Excerpted text:
'''
Making It Happen- Paige Fraser

In my introductory post, I mentioned highlighting friends of mine. Friends that are making a difference, friends who are thriving on their passions, friends who are inspiring and fulfilling a greater picture. Here is my first story- my college classmate and fellow Chicago-based dancer, Paige Fraser.

A former founding dancer of Visceral Dance Chicago, she is hot off her Lyric Opera debut as “Minnie” in West Side Story, dancing for the jets (I’ll allow it this time…).

*Note: this interview was conducted more than a year ago. Although I find all of it to still be relevant, quotes have been paraphrased.

Let’s start with the fun stuff:

Photo by Faye Marie

Photo by Faye Marie

Ali: What would you say are your top 3 go-to fashion items?

Paige: Earrings are at the top of my list. I wear a lot of hoops and afro-centric earrings as representations of my culture.

Onesies- to work and at dance. I have a black one from Target.

Tote bags- “look good with any outfit” and are convenient!

Bonus: crop tops- “I find they’re really flattering with high-waisted leggings” plus a hoodie or sweatshirt (Nike, Champion, Adidas)

Ali: What influences your style in and out of the studio?

Paige: Colors really influence me. They are staples in my wardrobe. I love bright pops of color.

Hairstyles- I wear my hair in updos, puffs, braids, cornrows. Hairstyles are really important to me so that I don’t end up having the same look as everyone else. They’re also part of my self-care routine. My hairstyle can really change up my mood.

Technique/Rep- I like to change my outfits based on what class I’m taking or what kind of rep I’m working on. I wear looser pants to help me feel less held and more in my body. I have 2 pairs of tribal print pants that I love!

Ali: How does branding yourself fit into all of this and your fashion choices?

Paige: Branding is definitely important for artists these days but you don’t need to post every day. You don’t need 10k followers to share your message. Nike Chicago connected with me through instagram. I didn’t have a ton of followers but I had a genuine personality and story. I was starting to build my platform as a dancer with Scoliosis.

I think PR isn’t always necessary either. “Sometimes it’s better for you to just represent yourself!”
'''
Data lines:
'''
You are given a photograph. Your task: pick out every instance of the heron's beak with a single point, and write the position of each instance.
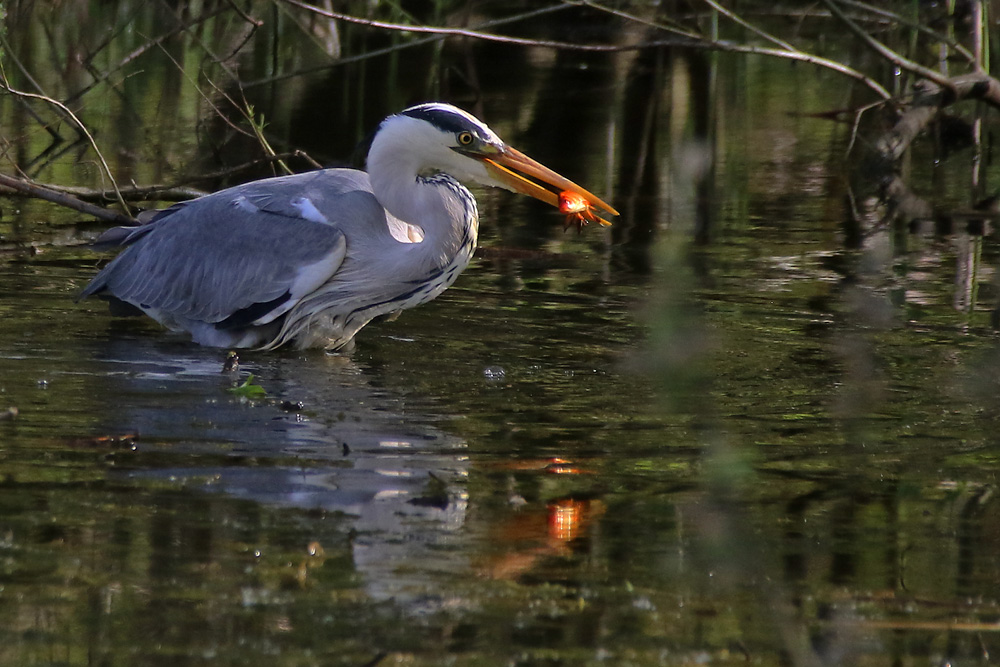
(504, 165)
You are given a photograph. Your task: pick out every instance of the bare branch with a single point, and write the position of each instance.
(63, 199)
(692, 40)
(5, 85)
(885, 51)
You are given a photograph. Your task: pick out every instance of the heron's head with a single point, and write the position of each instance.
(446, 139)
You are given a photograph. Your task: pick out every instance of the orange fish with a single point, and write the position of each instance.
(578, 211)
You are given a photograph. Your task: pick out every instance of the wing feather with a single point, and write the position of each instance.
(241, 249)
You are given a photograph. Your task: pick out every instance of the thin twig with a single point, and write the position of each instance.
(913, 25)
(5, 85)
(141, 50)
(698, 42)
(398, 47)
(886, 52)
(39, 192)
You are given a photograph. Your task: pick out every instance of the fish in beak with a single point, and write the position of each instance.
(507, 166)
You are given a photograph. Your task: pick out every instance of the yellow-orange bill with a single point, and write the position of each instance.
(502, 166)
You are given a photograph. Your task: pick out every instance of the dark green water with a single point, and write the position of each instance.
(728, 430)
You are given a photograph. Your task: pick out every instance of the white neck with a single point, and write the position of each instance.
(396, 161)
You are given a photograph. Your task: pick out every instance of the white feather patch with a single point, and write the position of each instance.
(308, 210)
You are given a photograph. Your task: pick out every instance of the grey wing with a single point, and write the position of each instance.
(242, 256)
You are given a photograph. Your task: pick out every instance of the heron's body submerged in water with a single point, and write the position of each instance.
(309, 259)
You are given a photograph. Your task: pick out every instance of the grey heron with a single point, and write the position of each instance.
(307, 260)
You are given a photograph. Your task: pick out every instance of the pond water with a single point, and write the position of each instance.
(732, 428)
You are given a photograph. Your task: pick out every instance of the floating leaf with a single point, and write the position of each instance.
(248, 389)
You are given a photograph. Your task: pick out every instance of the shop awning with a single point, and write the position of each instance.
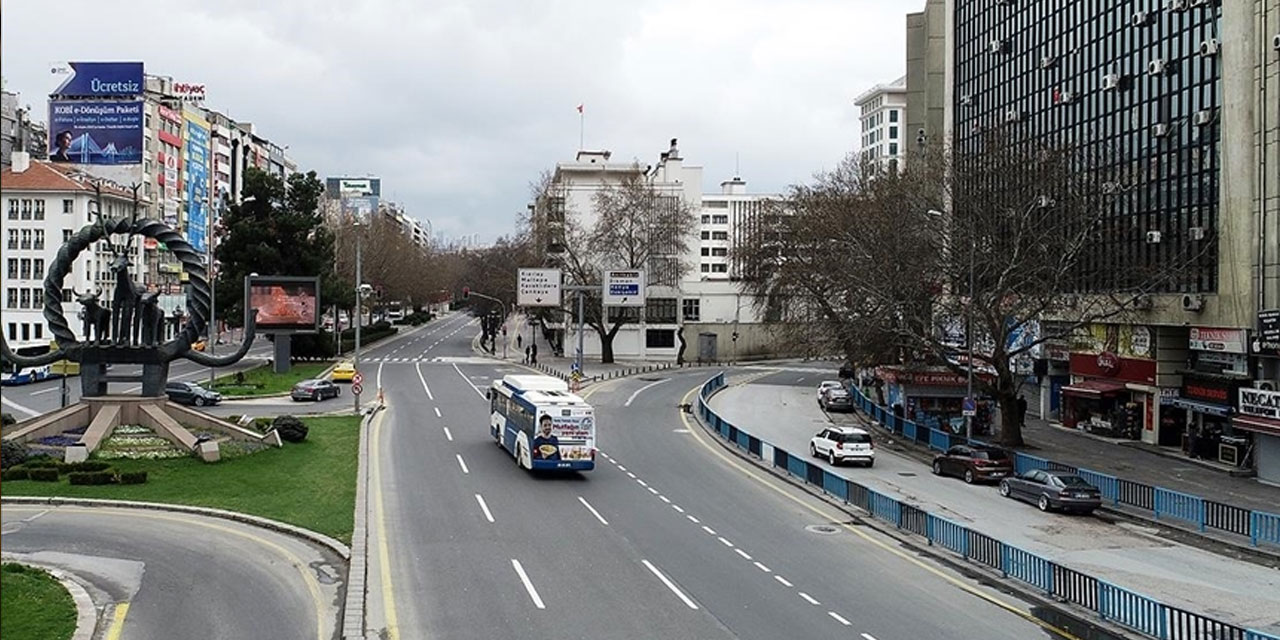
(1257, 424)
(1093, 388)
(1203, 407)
'''
Instruction A:
Output the passage of the Paige Fraser interview that begins at the words "Paige: Earrings are" and ends after "and are convenient!", copied word for word.
Instruction B:
Return the records exactly, beginning at the line that contains "the grey heron" and stopping after the last line of the records, and leave the pictures out.

Result A:
Paige: Earrings are at the top of my list. I wear a lot of hoops and afro-centric earrings as representations of my culture.

Onesies- to work and at dance. I have a black one from Target.

Tote bags- “look good with any outfit” and are convenient!

Result B:
You are given a photograph. Your task: pick out every instance of the grey heron with a single point, and write the position of each instance.
(307, 260)
You are given a photograph. Your task: pick out every instance of the pond water with a single point, and write the position of each instance.
(732, 428)
You are given a photograph. Your task: pick out every instance of the floating leaf with a single point, and write the position of each instance.
(248, 389)
You are given a photograph. Your task: pick out every instance of the shop awning with a single point, and write the position of each instance.
(1257, 424)
(1093, 388)
(1203, 407)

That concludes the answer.